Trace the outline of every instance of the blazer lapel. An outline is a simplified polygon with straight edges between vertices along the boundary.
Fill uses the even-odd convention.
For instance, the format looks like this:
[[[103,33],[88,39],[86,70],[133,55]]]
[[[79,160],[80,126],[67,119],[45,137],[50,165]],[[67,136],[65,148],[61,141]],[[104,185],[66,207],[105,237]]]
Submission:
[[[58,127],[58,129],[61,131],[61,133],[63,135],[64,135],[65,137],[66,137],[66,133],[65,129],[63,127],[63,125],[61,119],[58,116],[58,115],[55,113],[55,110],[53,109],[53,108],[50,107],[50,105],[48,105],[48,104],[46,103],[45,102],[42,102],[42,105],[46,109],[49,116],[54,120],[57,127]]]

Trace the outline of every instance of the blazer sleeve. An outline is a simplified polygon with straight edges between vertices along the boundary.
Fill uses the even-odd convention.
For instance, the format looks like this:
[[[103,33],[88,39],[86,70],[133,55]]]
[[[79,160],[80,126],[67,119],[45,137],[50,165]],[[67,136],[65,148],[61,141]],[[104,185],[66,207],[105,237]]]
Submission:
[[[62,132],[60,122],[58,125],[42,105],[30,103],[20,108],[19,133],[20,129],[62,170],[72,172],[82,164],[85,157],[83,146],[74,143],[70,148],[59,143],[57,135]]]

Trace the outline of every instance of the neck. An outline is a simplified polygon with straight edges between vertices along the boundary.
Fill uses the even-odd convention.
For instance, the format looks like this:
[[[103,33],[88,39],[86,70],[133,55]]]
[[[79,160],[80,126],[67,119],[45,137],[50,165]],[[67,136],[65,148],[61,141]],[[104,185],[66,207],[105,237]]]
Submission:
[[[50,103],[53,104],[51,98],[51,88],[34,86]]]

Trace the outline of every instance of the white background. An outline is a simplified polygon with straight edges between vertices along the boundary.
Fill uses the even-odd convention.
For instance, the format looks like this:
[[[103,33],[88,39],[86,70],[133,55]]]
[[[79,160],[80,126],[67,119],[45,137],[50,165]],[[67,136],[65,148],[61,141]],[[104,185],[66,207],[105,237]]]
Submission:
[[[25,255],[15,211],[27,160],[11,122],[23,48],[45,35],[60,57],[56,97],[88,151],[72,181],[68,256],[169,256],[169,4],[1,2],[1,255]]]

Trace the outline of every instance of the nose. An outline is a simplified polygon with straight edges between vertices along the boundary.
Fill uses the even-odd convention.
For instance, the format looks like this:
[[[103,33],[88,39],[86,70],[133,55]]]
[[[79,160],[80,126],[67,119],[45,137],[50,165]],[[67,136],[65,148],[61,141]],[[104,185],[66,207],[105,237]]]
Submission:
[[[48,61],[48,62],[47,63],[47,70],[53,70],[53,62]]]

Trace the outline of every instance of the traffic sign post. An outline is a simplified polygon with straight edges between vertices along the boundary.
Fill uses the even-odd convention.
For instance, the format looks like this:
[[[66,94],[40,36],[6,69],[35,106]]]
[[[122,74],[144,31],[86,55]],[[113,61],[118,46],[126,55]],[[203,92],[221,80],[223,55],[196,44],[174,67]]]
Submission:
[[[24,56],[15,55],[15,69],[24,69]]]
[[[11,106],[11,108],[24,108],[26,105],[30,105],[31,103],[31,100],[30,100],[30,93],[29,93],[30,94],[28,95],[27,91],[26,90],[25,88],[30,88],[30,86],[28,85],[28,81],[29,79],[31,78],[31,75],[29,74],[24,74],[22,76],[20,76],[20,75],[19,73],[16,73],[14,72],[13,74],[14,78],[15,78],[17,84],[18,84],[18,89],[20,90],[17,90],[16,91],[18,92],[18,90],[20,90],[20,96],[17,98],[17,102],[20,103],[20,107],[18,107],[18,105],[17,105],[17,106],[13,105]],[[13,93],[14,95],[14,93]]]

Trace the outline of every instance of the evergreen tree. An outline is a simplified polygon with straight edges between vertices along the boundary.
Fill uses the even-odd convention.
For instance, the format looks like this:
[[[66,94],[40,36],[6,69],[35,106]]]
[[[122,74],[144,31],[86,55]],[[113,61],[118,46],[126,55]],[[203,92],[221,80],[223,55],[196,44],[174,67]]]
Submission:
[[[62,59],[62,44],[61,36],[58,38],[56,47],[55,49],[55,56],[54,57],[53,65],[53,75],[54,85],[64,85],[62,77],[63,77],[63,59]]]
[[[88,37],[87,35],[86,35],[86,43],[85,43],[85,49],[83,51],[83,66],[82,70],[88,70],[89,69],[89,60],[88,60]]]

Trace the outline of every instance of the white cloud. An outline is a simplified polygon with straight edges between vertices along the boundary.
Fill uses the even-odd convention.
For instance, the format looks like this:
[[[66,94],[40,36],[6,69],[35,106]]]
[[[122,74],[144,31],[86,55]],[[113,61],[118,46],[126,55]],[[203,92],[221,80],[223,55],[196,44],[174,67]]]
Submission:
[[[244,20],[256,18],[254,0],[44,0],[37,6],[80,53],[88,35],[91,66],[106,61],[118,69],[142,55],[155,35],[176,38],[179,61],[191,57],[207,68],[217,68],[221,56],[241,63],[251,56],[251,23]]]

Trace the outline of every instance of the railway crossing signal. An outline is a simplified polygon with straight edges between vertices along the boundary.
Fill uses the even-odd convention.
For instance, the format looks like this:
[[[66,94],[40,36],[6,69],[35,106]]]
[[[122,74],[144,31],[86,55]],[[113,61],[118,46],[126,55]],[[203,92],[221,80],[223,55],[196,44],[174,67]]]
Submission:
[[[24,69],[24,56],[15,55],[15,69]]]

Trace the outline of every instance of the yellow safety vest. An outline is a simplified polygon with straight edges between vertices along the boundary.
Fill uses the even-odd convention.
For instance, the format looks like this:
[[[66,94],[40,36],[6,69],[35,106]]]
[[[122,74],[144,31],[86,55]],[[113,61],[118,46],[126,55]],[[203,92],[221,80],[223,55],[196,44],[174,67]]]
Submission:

+ + + + + + +

WHAT YOU SHOULD DO:
Reproduce every item above word for word, without changing anything.

EXERCISE OUTPUT:
Trace the outline of every instance of the blazer lapel. An outline is a simplified polygon with straight edges between vertices along the boundary.
Fill uses the even-odd convention.
For instance, the format looks like this:
[[[103,33],[88,39],[86,70],[133,55]]]
[[[79,160],[80,126],[67,119],[45,137],[50,165]],[[67,136],[65,148],[61,141]],[[104,185],[66,207],[105,237]]]
Submission:
[[[58,127],[58,129],[61,131],[61,133],[63,135],[64,135],[65,137],[66,137],[66,133],[65,129],[63,127],[63,125],[61,119],[58,116],[58,115],[55,113],[55,110],[53,109],[53,108],[50,107],[50,105],[48,105],[48,104],[46,103],[45,102],[42,102],[42,105],[46,109],[49,116],[54,120],[57,127]]]

Trace the outline of every instance of the blazer sleeve. An outline is a simplified polygon with straight edges between vertices along the boundary.
Fill uses the even-odd convention.
For instance, the format looks like this:
[[[103,33],[88,39],[86,70],[133,55]]]
[[[79,160],[80,126],[67,119],[45,137],[50,165]],[[67,136],[65,148],[61,141]],[[104,185],[66,207],[105,237]]]
Submission:
[[[62,132],[60,122],[58,125],[42,105],[30,103],[20,108],[19,133],[20,129],[62,170],[72,172],[82,164],[85,157],[83,146],[74,143],[70,148],[59,143],[57,135]]]

Trace the outline of every instance of the neck. An outline is a simplified polygon with straight edges between vertices along the boundary.
Fill uses the even-odd convention.
For instance, the format looks like this:
[[[103,33],[88,39],[86,70],[133,55]]]
[[[79,160],[80,126],[67,119],[45,137],[50,165]],[[67,136],[65,148],[61,141]],[[104,185],[66,207],[105,237]]]
Submission:
[[[50,103],[53,104],[51,98],[51,88],[34,86]]]

Trace the outline of every instance of the white background. An outline is a simplified polygon with straight edges between vertices along the boundary.
Fill uses the even-odd convention.
For instance, the format looks like this:
[[[103,33],[88,39],[86,70],[133,55]]]
[[[79,160],[80,126],[67,119],[45,137],[50,165]],[[67,136],[65,148],[61,141]],[[104,185],[66,207],[105,237]]]
Submission:
[[[25,255],[15,211],[27,160],[11,122],[23,48],[45,35],[60,57],[56,97],[88,151],[72,181],[68,256],[169,256],[169,4],[1,2],[1,255]]]

Trace the outline of every instance of the nose. An outline is a simplified polygon with straight edges between vertices along the boundary.
Fill uses the even-odd convention.
For instance, the format looks like this:
[[[103,33],[88,39],[86,70],[133,55]]]
[[[79,160],[80,126],[67,119],[45,137],[50,165]],[[67,136],[65,148],[61,141]],[[104,185],[66,207],[105,237]]]
Submission:
[[[48,61],[48,62],[47,63],[47,70],[53,70],[53,62]]]

Trace the outline of every instance of the traffic sign post. An outline is a simplified polygon with straight edges between vertices along the boundary.
Fill uses the even-odd convention.
For instance, the format looks like this:
[[[66,94],[40,36],[6,69],[35,106]]]
[[[122,74],[144,31],[86,55]],[[113,61],[118,46],[126,55]],[[203,92],[221,80],[223,55],[196,44],[174,67]]]
Submission:
[[[24,56],[15,55],[15,69],[24,69]]]
[[[11,106],[11,108],[24,108],[26,105],[30,105],[31,103],[31,100],[30,100],[30,93],[29,93],[30,94],[28,95],[27,91],[26,90],[25,88],[30,88],[30,86],[28,85],[28,81],[29,79],[31,78],[31,75],[29,74],[24,74],[22,76],[20,76],[20,75],[19,73],[16,73],[14,72],[13,74],[14,78],[15,78],[17,84],[18,84],[18,89],[20,90],[17,90],[16,91],[18,92],[18,90],[20,90],[20,96],[17,98],[17,102],[20,103],[20,107],[18,107],[18,105],[17,105],[17,106],[13,105]],[[13,93],[14,95],[14,93]]]

Trace the outline of every instance of the evergreen tree. An outline is a simplified polygon with straight edges between vertices along the boundary.
Fill uses the even-odd convention.
For instance, the format looks like this:
[[[66,94],[40,36],[6,69],[35,106]]]
[[[122,74],[144,31],[86,55]],[[113,61],[118,46],[126,55]],[[203,92],[221,80],[223,55],[196,44],[174,67]]]
Submission:
[[[62,59],[62,44],[61,36],[58,38],[56,47],[55,49],[55,56],[54,57],[53,65],[53,75],[54,85],[64,85],[62,77],[63,77],[63,59]]]
[[[88,37],[87,35],[86,35],[86,43],[85,43],[85,49],[83,51],[83,66],[82,70],[88,70],[89,69],[89,60],[88,60]]]

Trace the outline of every instance of the white cloud. An outline is a simplified polygon with straight edges between vertices along the boundary.
Fill uses the even-odd convention.
For instance, the format looks like this:
[[[66,94],[40,36],[6,69],[35,106]]]
[[[122,74],[144,31],[86,55]],[[113,61],[118,46],[126,55]],[[203,92],[221,80],[223,55],[196,44],[174,67]]]
Submission:
[[[244,20],[256,18],[254,0],[44,0],[37,6],[80,53],[88,35],[91,66],[106,61],[118,69],[142,55],[155,35],[176,38],[179,61],[191,57],[207,68],[217,68],[221,56],[241,63],[251,56],[251,23]]]

Trace the outline of every instance of the railway crossing signal. An outline is a simplified polygon with straight edges between vertices along the boundary.
Fill uses the even-odd convention.
For instance, the format looks like this:
[[[66,94],[40,36],[6,69],[35,106]]]
[[[122,74],[144,31],[86,55]],[[113,61],[118,46],[126,55]],[[203,92],[221,80],[223,55],[196,44],[174,67]]]
Submission:
[[[24,69],[24,56],[15,55],[15,69]]]

Trace the outline of every instance of the yellow safety vest. An outline is a simplified polygon with straight edges between vertices along the boundary.
Fill uses the even-odd convention.
For instance, the format looks like this:
[[[66,94],[40,36],[6,69],[35,106]]]
[[[122,74],[144,31],[86,55]],[[113,61],[118,46],[126,55]],[[203,92],[221,80],[223,55],[196,44],[174,67]]]
Submission:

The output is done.